(TASK BRIEF)
Collect all lines below with the string "white".

(DATA FOR PROCESSING)
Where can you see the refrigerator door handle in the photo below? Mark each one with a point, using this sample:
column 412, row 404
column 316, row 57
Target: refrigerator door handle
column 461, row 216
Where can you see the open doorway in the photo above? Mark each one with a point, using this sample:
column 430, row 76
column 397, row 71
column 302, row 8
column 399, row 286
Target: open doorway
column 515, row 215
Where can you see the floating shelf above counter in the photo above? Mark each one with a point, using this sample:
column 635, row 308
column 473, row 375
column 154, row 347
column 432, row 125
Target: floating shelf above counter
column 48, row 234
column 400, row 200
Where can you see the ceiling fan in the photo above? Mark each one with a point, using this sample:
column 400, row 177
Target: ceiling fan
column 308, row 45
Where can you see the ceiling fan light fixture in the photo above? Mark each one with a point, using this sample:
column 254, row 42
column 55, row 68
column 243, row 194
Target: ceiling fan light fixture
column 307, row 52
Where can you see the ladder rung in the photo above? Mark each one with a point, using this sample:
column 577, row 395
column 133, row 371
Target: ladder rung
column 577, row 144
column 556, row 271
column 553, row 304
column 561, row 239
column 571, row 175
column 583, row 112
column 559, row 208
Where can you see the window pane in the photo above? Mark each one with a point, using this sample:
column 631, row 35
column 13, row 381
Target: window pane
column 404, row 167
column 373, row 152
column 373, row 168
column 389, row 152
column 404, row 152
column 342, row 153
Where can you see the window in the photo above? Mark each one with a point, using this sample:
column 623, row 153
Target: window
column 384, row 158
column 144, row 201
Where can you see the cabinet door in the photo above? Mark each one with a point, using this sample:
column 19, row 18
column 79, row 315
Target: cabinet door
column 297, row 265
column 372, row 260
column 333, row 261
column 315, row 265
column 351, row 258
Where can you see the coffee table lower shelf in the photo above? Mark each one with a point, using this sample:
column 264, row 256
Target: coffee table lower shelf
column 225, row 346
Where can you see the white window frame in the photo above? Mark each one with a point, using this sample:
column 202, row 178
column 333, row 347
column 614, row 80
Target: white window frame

(REPLY TO THE EXERCISE)
Where can you see the white window frame in the photo above? Mark each one with a point, using this sample:
Target: white window frame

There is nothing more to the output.